**TEXT EXCERPT**
────────

Retailers believed that the trend for consumers buying at Amazon during the financial crash was a blip and that those shoppers would return. They haven’t, quite the opposite actually.
Our spending habits have changed and traditional retail is going through a hugely significant transformation
- In Q1, 2014, Amazon represented 2% of all retail spend (excluding groceries). The top 20 US retail stores represented 5% of all spend.
- In Q1, 2017, Amazon represented 5% of all retail spend (excluding groceries). And the top 20 US retail stores? Sub 2%
The good news is that consumers still prefer to pop in to a shop for the majority of products according to a study by PWC (24,471 people across 29 countries in 2017). This includes groceries, DIY, clothing, homeware, health and beauty. (It’s worth noting that Amazon and ‘online’ rules for books, music, movies, toys and videogames).
So what are Amazon doing to overturn this trend? They are opening and partnering with physical stores!
- Amazon Go – cashier-less stores in trial
- Amazon drop-off stores
- Partnership with Kohl to package and handle returns
Amazon has recognised the value of bricks and mortar in retail. These tech-savvy stores provide a mechanism to better engage with their shoppers, learn about customer behaviour and ultimately personalise the experience across any retail medium.

────────

**EXCERPTED DATA**

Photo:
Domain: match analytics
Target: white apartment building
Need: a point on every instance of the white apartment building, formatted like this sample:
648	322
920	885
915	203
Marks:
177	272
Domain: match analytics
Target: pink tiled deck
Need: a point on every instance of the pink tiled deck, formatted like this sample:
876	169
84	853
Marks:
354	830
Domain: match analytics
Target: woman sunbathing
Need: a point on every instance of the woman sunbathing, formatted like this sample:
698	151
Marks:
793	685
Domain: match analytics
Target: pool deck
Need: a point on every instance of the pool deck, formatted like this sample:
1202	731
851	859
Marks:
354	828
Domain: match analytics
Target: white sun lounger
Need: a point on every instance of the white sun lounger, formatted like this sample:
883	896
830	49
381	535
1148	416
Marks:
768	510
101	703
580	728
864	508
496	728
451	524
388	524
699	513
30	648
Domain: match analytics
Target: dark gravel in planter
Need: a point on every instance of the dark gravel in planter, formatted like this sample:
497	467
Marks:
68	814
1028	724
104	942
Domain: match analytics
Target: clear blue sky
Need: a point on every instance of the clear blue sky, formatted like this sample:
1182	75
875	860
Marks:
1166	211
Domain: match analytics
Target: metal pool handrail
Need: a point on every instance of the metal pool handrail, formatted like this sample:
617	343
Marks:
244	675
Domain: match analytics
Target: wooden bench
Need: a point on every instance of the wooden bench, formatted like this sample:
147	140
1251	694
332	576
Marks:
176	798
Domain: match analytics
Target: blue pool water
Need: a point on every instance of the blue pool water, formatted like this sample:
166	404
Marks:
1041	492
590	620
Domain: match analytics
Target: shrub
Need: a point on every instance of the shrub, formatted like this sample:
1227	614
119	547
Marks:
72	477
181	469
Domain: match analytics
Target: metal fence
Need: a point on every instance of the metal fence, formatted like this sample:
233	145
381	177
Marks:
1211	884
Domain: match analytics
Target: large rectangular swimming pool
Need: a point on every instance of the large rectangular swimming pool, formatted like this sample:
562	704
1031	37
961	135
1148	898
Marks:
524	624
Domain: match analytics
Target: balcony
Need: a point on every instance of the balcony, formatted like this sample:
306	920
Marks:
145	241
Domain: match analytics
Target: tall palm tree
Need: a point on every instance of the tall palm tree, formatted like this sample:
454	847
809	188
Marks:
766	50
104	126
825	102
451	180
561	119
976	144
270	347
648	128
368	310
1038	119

────────

**TASK REQUIREMENTS**
a – Decide whether each statement agrees with the text on Amazon and retail spending: (i) In Q1 2017, Amazon accounted for 5% of all retail spend excluding groceries. (ii) The PWC study found that consumers prefer buying clothing online. (iii) Amazon partnered with Kohl to package and handle returns. Answer yes or no for each and quote the exact words of the text that decide it.
b – Carry on the text about Amazon and physical stores, starting after its last sentence.

**ANSWERS TO THE EXERCISES**
a –
(i) Yes: "In Q1, 2017, Amazon represented 5% of all retail spend (excluding groceries)."
(ii) No: "consumers still prefer to pop in to a shop for the majority of products" and "This includes groceries, DIY, clothing, homeware, health and beauty."
(iii) Yes: "Partnership with Kohl to package and handle returns"

b –
So you could argue that traditional retailers have an advantage over Amazon right now. They have their own web presence and consumers who know and want to engage with their brand, but digital is key to bringing this all together.
According to the report “Digital Trends in Retail 2017”, the number one priority for retailers this year is customer experience.
Nearly three-quarters (73%) of retail respondents said they “have a cross-team approach with the customer at the heart of all initiatives”.
And this has culminated in a number of the new services being deployed in stores such as video, customer wifi, mobile integration, digital signage. All of this with a focus on both improving and personalising the consumer’s experience.
One of particular interest, is retail’s version of lighthouses: Beacons. A shopper who has the retailer’s app installed and Bluetooth activated, will get a push notification should they step near the store.
Beacons enable retailers to gather intelligence regarding a specific customer, which provides the opportunity to promote targeted adverts to that person. Think the personalised adverts specifically for Tom Cruise’s eyes in Minority Report or emails from Amazon recommending certain products based on your purchasing history! All this fantastic intelligence, however, has to be sent somewhere for analysis (either the data centre or Google services) and can be considerable in both size and pressure to the network.
We have seen this problem first-hand. One of our customer’s was looking to use digital to better educate store assistants in the values of the company to provide a better consumer experience. The retailer produced a very smart, media rich and interactive application and quickly looked to deploy it in the distributed store. Can you guess what happened next? The network couldn’t adequately support the application. A training video took 18 minutes to load up that in turn deemed it unusable! This put significant pressure on the Network team to quickly find a solution, as significant investment had been made to produce the application.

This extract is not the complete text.